Begin PASSAGE PROVIDED

This is the second part of a two-part interview. Part one is here.

DID CENSORSHIP IMPROVE THE QUALITY OF MOVIES?

BNN: Another theory of mine —  although I’m opposed to censorship, is that the dreaded Production Code made the Golden Era movies better.

When you remove all restrictions from art, everything becomes art, and then there is no art.

People forget this but there was no topic these older films didn’t touch upon, be it adultery, incest or homosexuality. The difference was that in order to bypass the Production Code, these issues were relegated to subtext. And subtext is almost always richer, deeper and more satisfying artistically than text.

SE: They were forced into subtext and subtlety. Lubitsch is a perfect example. He even worked that way before the Production Code. That was just his intellect, the way he liked to do it.

Fritz Lang was the only world class director I got to be friends with, and sometimes he would talk about his German films. He was very proud of “M”– proud that he didn’t show what Peter Lorre did to his victims. He told me that if you show that you lose the audience. You don’t lose them because you alienate them, you lose their imagination.

BNN: A crucial distinction.

SE: He wanted the audience working with him. He said the best thing is when you get the audience using their imagination with you. He thought he was at his best when he did that, and he’s right.

On the other hand, there were some good pre-code movies. DeMille’s “Sign of the Cross” is astonishing. And after World War II you had hundreds of thousands of soldiers coming home who had seen war and Dachau and now they’re still being asked to still watch Andy Hardy movies and a married couple in twin beds. That became ridiculous — a joke. And by the fifties it was actually grotesque.

BNN: Agreed. I think the sweet spot came later. The Production Code was still in effect, but compare the original “Cape Fear” to Scorsese’s remake — 1962 to anything goes-1991.

Robert Mitchum has a line where he says to Gregory Peck, something like, “Your wife and daughter ain’t never gunna forget what I do to them.” What you see in your mind’s eye is infinitely more horrifying than anything Scorsese conjured up in a world with no limits. And I think that’s why the original is a much more satisfying, disturbing, and therefore more memorable movie.

SE:  I didn’t like Scorsese’s remake. It was over the top. The key moment in [the original] is when Mitchum breaks and rubs the egg on Polly Bergen’s chest. That’s truly kinky.

End PASSAGE PROVIDED
Begin DATASET EXCERPTS

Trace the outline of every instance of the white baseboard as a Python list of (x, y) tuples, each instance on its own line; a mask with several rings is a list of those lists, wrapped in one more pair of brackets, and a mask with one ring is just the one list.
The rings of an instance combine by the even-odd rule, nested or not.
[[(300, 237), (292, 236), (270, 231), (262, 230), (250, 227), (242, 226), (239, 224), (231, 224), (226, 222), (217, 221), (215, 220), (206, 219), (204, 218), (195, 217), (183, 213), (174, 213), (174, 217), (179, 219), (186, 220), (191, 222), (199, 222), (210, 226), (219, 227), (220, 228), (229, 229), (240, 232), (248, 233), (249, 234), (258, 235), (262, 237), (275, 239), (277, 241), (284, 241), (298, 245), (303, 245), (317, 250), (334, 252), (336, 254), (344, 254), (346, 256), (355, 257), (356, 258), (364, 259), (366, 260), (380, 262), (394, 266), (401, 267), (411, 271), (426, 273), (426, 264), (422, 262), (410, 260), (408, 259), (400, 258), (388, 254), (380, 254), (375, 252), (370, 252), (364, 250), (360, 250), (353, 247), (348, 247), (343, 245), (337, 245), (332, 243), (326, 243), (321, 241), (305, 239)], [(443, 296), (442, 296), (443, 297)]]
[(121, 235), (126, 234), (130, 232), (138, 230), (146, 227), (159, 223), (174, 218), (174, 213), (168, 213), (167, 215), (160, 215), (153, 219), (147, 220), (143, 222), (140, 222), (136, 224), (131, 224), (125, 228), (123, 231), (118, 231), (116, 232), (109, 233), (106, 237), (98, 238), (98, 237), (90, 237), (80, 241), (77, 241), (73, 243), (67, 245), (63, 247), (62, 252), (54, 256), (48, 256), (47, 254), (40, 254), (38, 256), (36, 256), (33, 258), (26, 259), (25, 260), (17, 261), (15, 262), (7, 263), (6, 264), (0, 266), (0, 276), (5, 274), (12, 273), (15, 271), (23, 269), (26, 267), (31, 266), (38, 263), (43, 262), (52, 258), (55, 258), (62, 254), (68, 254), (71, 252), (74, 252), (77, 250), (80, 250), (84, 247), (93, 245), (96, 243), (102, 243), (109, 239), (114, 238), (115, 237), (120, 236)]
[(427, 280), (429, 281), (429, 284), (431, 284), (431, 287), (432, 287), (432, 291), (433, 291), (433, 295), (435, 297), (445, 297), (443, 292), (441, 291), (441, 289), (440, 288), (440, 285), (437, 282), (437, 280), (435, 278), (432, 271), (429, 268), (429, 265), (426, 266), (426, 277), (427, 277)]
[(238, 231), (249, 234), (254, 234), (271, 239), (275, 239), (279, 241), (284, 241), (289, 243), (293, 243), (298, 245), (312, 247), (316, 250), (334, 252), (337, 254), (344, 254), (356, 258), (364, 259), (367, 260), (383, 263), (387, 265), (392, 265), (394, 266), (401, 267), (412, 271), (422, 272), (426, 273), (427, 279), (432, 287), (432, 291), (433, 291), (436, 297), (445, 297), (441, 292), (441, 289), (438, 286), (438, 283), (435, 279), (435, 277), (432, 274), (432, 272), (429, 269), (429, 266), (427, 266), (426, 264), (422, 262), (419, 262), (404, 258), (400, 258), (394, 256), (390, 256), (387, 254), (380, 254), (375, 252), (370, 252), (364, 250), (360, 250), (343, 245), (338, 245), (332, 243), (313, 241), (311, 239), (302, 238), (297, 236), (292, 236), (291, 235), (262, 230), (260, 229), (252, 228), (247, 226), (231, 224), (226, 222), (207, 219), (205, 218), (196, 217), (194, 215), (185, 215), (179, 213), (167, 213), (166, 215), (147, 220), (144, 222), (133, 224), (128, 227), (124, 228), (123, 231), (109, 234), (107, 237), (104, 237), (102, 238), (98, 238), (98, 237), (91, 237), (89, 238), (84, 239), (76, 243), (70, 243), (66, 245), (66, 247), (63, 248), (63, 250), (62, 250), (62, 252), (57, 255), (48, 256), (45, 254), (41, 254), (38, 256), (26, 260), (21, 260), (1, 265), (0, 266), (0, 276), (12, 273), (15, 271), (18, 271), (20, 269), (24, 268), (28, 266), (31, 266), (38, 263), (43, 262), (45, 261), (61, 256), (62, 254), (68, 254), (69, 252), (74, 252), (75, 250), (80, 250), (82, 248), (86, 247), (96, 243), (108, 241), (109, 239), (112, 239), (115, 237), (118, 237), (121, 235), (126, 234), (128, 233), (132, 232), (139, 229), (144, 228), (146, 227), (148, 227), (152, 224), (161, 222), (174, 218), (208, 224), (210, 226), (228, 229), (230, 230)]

End DATASET EXCERPTS

▸ TASK INSTRUCTIONS
(A) Translate this sentence from the interview about movie censorship into Spanish: "And subtext is almost always richer, deeper and more satisfying artistically than text."
(B) Reproduce the part of the interview about movie censorship starting at "DID CENSORSHIP IMPROVE" and ending at "artistically than text.".

▸ SOLUTIONS IN ORDER
(A) Y el subtexto es casi siempre más rico, más profundo y más satisfactorio artísticamente que el texto.

(B)
DID CENSORSHIP IMPROVE THE QUALITY OF MOVIES?

BNN: Another theory of mine —  although I’m opposed to censorship, is that the dreaded Production Code made the Golden Era movies better.

When you remove all restrictions from art, everything becomes art, and then there is no art.

People forget this but there was no topic these older films didn’t touch upon, be it adultery, incest or homosexuality. The difference was that in order to bypass the Production Code, these issues were relegated to subtext. And subtext is almost always richer, deeper and more satisfying artistically than text.